[Recorded data]

╔══

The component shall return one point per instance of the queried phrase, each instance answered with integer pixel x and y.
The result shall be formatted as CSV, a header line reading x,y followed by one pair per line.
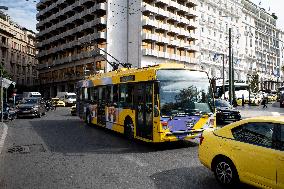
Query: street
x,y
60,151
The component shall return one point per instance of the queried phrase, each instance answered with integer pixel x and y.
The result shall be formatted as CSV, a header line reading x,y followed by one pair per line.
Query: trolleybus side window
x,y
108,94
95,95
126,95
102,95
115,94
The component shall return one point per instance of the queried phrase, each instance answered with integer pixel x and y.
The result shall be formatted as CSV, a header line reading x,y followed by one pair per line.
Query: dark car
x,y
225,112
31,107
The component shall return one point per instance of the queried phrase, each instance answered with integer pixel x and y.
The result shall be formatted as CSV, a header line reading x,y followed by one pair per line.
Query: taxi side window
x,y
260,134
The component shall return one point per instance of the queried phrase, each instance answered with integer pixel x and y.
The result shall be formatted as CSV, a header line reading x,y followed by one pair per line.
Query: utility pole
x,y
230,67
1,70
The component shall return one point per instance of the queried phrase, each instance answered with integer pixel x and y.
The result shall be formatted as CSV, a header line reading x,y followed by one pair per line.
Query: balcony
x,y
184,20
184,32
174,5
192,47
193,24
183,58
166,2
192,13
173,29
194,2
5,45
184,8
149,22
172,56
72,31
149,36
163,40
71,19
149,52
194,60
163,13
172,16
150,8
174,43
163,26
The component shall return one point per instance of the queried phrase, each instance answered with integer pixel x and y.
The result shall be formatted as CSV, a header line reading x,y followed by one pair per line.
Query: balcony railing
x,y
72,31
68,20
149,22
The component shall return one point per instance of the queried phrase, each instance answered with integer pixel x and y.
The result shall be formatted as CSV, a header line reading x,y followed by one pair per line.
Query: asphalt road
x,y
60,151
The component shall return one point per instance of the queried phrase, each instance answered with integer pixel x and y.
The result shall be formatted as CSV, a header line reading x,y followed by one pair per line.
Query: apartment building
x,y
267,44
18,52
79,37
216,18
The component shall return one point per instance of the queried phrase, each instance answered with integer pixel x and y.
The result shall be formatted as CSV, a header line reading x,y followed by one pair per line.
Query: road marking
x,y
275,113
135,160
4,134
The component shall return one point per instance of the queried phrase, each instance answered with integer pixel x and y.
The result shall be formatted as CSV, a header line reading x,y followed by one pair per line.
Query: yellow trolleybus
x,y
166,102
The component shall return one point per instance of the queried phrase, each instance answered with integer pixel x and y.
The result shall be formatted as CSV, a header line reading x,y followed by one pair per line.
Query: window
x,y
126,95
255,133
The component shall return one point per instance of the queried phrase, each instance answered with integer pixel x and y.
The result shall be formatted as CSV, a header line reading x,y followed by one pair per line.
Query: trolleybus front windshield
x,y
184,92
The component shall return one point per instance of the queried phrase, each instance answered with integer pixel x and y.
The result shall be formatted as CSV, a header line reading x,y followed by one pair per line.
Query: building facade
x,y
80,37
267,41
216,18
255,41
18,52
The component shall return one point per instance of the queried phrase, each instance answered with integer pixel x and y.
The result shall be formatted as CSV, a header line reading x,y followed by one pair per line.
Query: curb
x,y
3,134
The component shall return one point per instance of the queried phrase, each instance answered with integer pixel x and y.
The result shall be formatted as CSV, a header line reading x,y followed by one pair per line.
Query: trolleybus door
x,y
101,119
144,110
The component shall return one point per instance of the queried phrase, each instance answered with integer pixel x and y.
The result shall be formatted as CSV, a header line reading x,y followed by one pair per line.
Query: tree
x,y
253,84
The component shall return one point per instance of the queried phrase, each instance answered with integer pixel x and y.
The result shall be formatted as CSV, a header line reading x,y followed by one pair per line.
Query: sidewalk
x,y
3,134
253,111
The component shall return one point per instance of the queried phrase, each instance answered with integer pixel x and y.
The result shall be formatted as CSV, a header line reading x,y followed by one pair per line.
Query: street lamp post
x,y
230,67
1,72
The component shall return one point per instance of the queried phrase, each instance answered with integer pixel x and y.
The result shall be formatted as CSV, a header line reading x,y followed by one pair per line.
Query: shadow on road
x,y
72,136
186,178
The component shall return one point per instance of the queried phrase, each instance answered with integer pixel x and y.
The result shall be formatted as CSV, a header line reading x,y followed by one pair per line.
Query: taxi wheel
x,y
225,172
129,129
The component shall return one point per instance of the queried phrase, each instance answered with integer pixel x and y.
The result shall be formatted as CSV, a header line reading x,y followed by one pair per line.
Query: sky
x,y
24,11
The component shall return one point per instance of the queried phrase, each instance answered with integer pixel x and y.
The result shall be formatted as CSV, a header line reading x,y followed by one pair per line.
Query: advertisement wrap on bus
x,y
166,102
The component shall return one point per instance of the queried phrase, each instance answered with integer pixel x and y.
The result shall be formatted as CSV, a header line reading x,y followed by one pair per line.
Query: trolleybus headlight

╚══

◆ Task description
Quote all the lines above exactly as given. Do not include the pictures.

◆ Result for this task
The component shall return one point per instance of the queried phrase, each instance answered with integer pixel x and y.
The result shall be formatted as CSV, a header line reading x,y followed by one pair per line.
Query: street
x,y
60,151
The component shall return one point per instance of the queried phrase, each instance answered with integer pixel x and y.
The result shall be formatted as CSV, a header line reading x,y followed by one pair per line.
Query: trolleybus side window
x,y
108,94
95,95
126,95
102,95
115,94
The component shall return one point per instance of the queried phrase, each instance answered with integer pixel x and y.
The result shall be formatted as CSV, a header line reading x,y followed by one pair per line.
Query: dark car
x,y
225,112
31,107
The component shall return one point per instance of the queried phrase, each instance answered with integer pixel x and y.
The result shall be formatted as CSV, a header line reading x,y followed by one pair per line.
Query: taxi side window
x,y
260,134
The component shall return one point per instance of the queried phrase, each instance answered with integer pixel x and y.
The result shall be formatted as CSV, a header line reading x,y followed by one pair per line.
Query: utility pole
x,y
230,67
1,70
The component shall return one point per instance of the queried phrase, each instance answered with integer pixel x and y.
The result shall be formatted as CSV, a header line reading x,y followed by one pair per line.
Query: balcony
x,y
184,20
184,32
174,5
192,47
193,24
183,58
166,2
192,13
173,29
194,2
5,45
184,8
149,22
172,56
72,31
149,36
163,40
71,19
149,52
194,60
163,13
172,16
150,8
174,43
163,26
The component shall return one point per instance of the queried phrase, each instance answered with integer pixel x and y.
The result shall be formatted as CSV, a header line reading x,y followed by one pair per line.
Query: balcony railing
x,y
72,31
68,20
149,22
The component shall return one point per instance of the queried phrase, each instance answered with integer pixel x and y.
The result shall be formatted as CSV, a header line reading x,y followed by one pair per line.
Query: asphalt road
x,y
60,151
The component shall return one point per instance of the queried phrase, each instance answered with integer pixel x and y.
The result shall be formatted as CSV, a header line reading x,y followed by one pair per line.
Query: apartment building
x,y
267,44
18,52
79,37
216,18
The component shall return one point per instance of the queried phrase, each instance answered with integer pixel x and y.
The result shall be formatted as CSV, a header line reading x,y followed by one pair per line.
Query: road marking
x,y
275,113
135,160
4,134
The component shall return one point per instance of the queried phrase, each instance answered with integer pixel x and y.
The result shall be formatted as CSV, a header line reading x,y followed by one pair per line.
Query: yellow trolleybus
x,y
166,102
The component shall return one point per instance of the queried phrase, each instance answered with integer pixel x and y.
The result shall be formatted as CSV, a header line reading x,y followed by one pair per line.
Query: window
x,y
126,95
255,133
The component shall return one point per instance of the queried phrase, each instance answered with integer pixel x and y.
The result shall be formatted as CSV, a header line reading x,y followed by one pair per line.
Query: trolleybus front windshield
x,y
184,92
The component shall return one point per instance of the queried phrase, each instance answered with integer pixel x and y.
The result shall be formatted as CSV, a header line reading x,y followed by one pair per line.
Query: building facade
x,y
80,37
267,41
216,18
255,41
18,52
The component shall return one point per instance of the queried phrase, each instance answered with integer pixel x and y.
The result shall be formatted as CSV, a header line reading x,y followed by one pair per line.
Query: curb
x,y
3,134
The component shall return one point per instance of the queried phrase, each instance answered with integer pixel x and y.
The result shall be formatted as CSV, a header line reading x,y followed by one pair per line.
Query: trolleybus door
x,y
101,119
144,110
The component shall return one point per instance of the queried phrase, each instance answered with integer pixel x and y.
The result shall be formatted as CSV, a header line reading x,y followed by one pair per line.
Query: tree
x,y
253,84
The component shall return one point per instance of the queried phrase, each instance answered with integer pixel x and y.
The result shall be formatted as CSV, a header line reading x,y followed by one pair per line.
Query: sidewalk
x,y
3,134
253,111
The component shall return one point per instance of the queried phrase, each instance answered with integer pixel x and y.
The result shall be formatted as CSV, a header line reading x,y followed by one pair per line.
Query: street lamp post
x,y
230,67
1,72
The component shall return one point per instance of the queried phrase, each instance answered with integer pixel x and y.
The result shall be formatted as CSV, a header line reading x,y followed by one pair per line.
Query: shadow on road
x,y
72,136
186,178
The component shall return one point per instance of the queried phrase, each instance answered with integer pixel x and y.
The result shall be formatted as CSV, a header line reading x,y followed by one pair per line.
Query: taxi wheel
x,y
225,172
129,129
The component shall return one point per instance of the queried phrase, each instance answered with integer pixel x and y.
The result shall be formatted as CSV, a header line reading x,y followed by one pair per line.
Query: sky
x,y
24,11
The component shall return one point per instance of the queried phrase, each instance answered with integer pixel x and y.
The result shall be formatted as CSV, a header line reading x,y followed by one pair per line.
Query: advertisement wrap on bus
x,y
166,102
The component shall return one point per instance of the queried phrase, each instance answered with integer pixel x and y.
The result shall be formatted as CSV, a header line reading x,y followed by one pair per line.
Query: trolleybus headlight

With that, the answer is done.